Make an exact copy of the data below, leaving out every picture.

*** Block opens ***

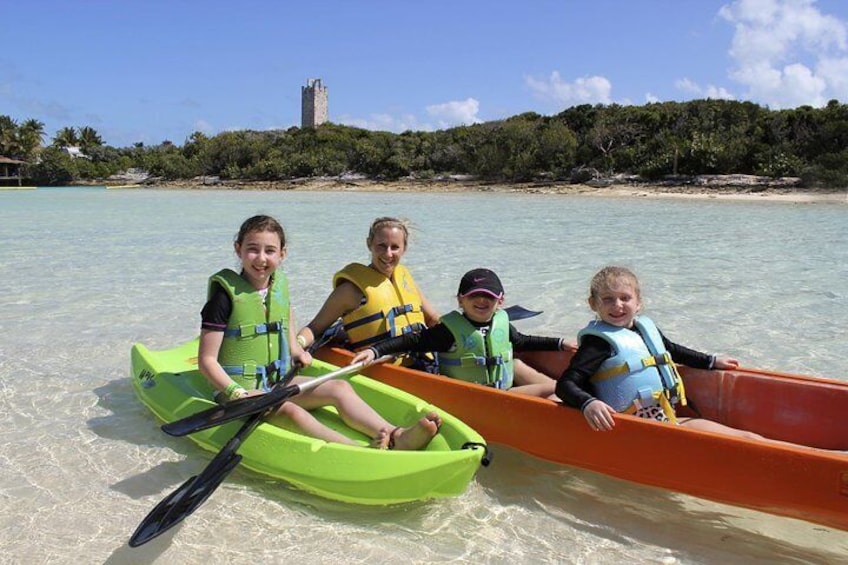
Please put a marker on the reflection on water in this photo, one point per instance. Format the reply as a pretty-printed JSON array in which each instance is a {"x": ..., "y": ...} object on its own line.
[{"x": 88, "y": 272}]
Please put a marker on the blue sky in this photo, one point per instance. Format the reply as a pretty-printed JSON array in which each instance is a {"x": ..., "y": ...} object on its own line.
[{"x": 159, "y": 70}]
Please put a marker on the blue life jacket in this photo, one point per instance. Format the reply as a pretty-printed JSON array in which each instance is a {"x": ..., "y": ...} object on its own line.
[{"x": 640, "y": 372}]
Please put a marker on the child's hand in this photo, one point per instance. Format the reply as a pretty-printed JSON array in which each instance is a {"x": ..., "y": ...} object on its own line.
[
  {"x": 725, "y": 362},
  {"x": 599, "y": 416},
  {"x": 303, "y": 357},
  {"x": 365, "y": 356}
]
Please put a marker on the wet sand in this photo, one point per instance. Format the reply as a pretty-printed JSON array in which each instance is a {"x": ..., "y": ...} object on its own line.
[{"x": 752, "y": 192}]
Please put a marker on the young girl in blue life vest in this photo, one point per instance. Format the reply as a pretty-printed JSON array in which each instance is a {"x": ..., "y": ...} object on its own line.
[
  {"x": 624, "y": 364},
  {"x": 476, "y": 343},
  {"x": 247, "y": 335}
]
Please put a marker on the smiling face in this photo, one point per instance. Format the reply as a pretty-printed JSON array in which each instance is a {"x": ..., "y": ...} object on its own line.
[
  {"x": 479, "y": 306},
  {"x": 387, "y": 247},
  {"x": 617, "y": 302},
  {"x": 260, "y": 252}
]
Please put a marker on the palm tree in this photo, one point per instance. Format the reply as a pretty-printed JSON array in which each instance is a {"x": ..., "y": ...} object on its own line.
[
  {"x": 8, "y": 136},
  {"x": 30, "y": 137},
  {"x": 89, "y": 138},
  {"x": 66, "y": 137}
]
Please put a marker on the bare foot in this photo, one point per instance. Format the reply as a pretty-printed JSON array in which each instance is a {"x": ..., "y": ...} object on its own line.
[
  {"x": 416, "y": 436},
  {"x": 381, "y": 441}
]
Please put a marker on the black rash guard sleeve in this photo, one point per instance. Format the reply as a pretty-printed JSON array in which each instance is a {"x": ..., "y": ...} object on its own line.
[
  {"x": 521, "y": 342},
  {"x": 216, "y": 312}
]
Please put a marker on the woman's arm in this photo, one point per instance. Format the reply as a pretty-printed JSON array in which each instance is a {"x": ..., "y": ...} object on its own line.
[
  {"x": 297, "y": 351},
  {"x": 346, "y": 297}
]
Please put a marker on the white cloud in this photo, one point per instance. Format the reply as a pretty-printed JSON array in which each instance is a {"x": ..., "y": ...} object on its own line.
[
  {"x": 455, "y": 113},
  {"x": 584, "y": 90},
  {"x": 697, "y": 91},
  {"x": 788, "y": 53}
]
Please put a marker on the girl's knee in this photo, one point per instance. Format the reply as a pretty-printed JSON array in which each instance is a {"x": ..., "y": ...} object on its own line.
[
  {"x": 291, "y": 411},
  {"x": 337, "y": 389}
]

*** Block closes ***

* Output for this task
Please put a marker on the reflection on water in this photo, one point per instance. Format the reply as a pretty-printed JSON array in which each instance is a {"x": ..., "y": ...} object on its own line.
[{"x": 88, "y": 272}]
Please put a marker on the blue sky in this photo, one point per instance. Format the reply as a pretty-printed JSON array in which each instance is a {"x": ..., "y": ...} object on its own line.
[{"x": 159, "y": 70}]
Please put a marker on the blue life jacket in this photo, one point per instance. Format the reply as a pretty-printed JSON array in which each instance is a {"x": ..., "y": ...} object on its own line.
[{"x": 640, "y": 372}]
Please put a marker on the child's hand in this photo, one point per instance. Format the reply as a pretty-printed JSON array in which each instance is a {"x": ..., "y": ...} object on its own line.
[
  {"x": 725, "y": 362},
  {"x": 599, "y": 416},
  {"x": 303, "y": 357},
  {"x": 365, "y": 356}
]
Please put a marker on the wet sand in this photo, one point per instance. Format the reply as a pretty-printed JSON array in which each instance is a {"x": ..., "y": ...} object on its own line.
[{"x": 752, "y": 192}]
Please put a marker on the young girl in blue life vest in this photo, one point per instance. Format the reply as a pretty-printed JSON array in which each instance is a {"x": ..., "y": ...} object on its own line.
[
  {"x": 624, "y": 364},
  {"x": 476, "y": 343},
  {"x": 247, "y": 335}
]
Please put a marker on the smiling face in this photo, one point per instance. Format the reply as a pretty-printed JSON array in which each instance is a {"x": ..., "y": ...} object on its own line.
[
  {"x": 479, "y": 306},
  {"x": 387, "y": 247},
  {"x": 617, "y": 302},
  {"x": 260, "y": 252}
]
Please put a marker on the palm tree in this photo, one point per instance. Format the reply as a pretty-printed JSON array in which each instance is a {"x": ..., "y": ...} object on its own line.
[
  {"x": 8, "y": 136},
  {"x": 30, "y": 137},
  {"x": 89, "y": 138},
  {"x": 66, "y": 137}
]
Please put a marker on the bare foot in this photo, one point per instance. Format the reply as a pretty-printed JSON array in which each instance is a {"x": ..., "y": ...} object on its own line.
[
  {"x": 416, "y": 436},
  {"x": 381, "y": 441}
]
Please put a marker on the black rash guard sleeve in this photo, one point per instance. Format the reply as a pretty-printed JSON array in which each instance is a {"x": ..., "y": ...} object on its own line.
[
  {"x": 521, "y": 342},
  {"x": 216, "y": 312}
]
Please put a marker on the woman's arm in this photo, one point per instance. Format the reply as a pretty-printed JSON array in which each instance is a {"x": ..., "y": ...} object on its own line.
[
  {"x": 297, "y": 351},
  {"x": 346, "y": 297}
]
Please put a marker on the white cloud in this photo, one point per instance. Format the reply as a pretty-printed JSON array in which each instance is a {"x": ..., "y": ...} object on its own line.
[
  {"x": 455, "y": 113},
  {"x": 584, "y": 90},
  {"x": 697, "y": 91},
  {"x": 788, "y": 53}
]
Please put a marker on the girl's knee in this photo, one point per instance. Format the reply as a pretty-printed JSON array in which each instance is a {"x": ..., "y": ...} object on its own line.
[
  {"x": 291, "y": 411},
  {"x": 337, "y": 389}
]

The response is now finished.